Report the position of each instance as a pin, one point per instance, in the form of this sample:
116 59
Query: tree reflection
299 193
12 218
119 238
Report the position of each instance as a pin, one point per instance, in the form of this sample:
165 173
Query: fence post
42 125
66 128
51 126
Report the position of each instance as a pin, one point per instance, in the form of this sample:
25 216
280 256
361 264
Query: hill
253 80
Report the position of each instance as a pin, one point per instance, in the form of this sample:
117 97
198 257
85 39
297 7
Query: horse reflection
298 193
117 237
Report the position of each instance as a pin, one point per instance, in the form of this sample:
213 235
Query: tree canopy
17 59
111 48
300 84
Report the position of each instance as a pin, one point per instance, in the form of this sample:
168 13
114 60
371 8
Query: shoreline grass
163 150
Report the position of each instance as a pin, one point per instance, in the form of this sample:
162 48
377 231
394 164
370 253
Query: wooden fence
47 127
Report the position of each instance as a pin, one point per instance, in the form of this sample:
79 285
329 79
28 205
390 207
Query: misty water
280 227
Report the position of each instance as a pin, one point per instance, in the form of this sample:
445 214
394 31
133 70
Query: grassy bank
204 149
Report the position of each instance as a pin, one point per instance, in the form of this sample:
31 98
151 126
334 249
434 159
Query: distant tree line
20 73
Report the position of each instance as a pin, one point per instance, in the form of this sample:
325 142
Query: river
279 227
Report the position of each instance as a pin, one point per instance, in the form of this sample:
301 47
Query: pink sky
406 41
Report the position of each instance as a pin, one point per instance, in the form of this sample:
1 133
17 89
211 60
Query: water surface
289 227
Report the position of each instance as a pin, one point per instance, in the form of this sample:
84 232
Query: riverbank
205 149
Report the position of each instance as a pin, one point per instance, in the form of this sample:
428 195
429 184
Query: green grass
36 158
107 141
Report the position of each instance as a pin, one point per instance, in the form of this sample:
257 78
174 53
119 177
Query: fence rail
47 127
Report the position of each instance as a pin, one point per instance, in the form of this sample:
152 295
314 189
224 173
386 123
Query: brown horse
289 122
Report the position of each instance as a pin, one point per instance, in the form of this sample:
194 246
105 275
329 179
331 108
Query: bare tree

# What the task requires
Which lines in the records above contain the string "horse"? Gather all of them, matching case exactly.

# Answer to this task
Query: horse reflection
Query: brown horse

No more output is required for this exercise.